• [Task instructions]
Copy the records below, swapping every occurrence of "railing" for "balustrade" and leaving all other text unchanged.

───── Records for the exercise

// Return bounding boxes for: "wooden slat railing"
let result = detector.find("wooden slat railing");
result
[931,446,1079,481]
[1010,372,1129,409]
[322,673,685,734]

──────────

• [Solved problem]
// Return bounding boxes for: "wooden slat balustrade"
let result = detector.find("wooden slat balustrade");
result
[931,446,1079,481]
[1010,372,1129,409]
[322,673,685,734]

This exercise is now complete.